**Work order**
Check which lines of the entries that follow hold "microscope", then give the number of those lines and nothing more.

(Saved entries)
[Start of section]

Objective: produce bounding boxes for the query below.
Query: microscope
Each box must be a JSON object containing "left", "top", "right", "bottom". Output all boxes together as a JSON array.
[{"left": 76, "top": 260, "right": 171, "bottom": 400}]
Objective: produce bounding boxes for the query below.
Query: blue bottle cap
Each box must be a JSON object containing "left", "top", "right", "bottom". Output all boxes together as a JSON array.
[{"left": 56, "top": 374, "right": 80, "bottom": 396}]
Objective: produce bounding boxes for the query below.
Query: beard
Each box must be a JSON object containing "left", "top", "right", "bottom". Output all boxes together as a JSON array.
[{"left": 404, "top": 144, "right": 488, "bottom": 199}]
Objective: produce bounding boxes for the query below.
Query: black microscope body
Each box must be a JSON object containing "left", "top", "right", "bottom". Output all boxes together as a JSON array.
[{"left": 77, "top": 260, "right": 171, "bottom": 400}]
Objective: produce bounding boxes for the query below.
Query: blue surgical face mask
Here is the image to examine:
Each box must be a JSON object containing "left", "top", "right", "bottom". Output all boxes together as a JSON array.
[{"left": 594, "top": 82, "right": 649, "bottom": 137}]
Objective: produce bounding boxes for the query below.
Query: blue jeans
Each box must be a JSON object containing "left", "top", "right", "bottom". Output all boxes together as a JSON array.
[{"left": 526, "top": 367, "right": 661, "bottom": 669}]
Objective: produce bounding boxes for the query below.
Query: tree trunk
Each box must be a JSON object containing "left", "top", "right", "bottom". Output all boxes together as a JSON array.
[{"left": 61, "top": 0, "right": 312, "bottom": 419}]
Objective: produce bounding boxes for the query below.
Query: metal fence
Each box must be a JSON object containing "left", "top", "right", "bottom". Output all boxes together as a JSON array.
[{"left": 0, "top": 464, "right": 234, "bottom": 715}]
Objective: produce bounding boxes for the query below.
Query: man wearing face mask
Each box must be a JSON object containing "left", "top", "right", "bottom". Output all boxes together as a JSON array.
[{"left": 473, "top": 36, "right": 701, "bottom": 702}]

[End of section]

**Solution**
2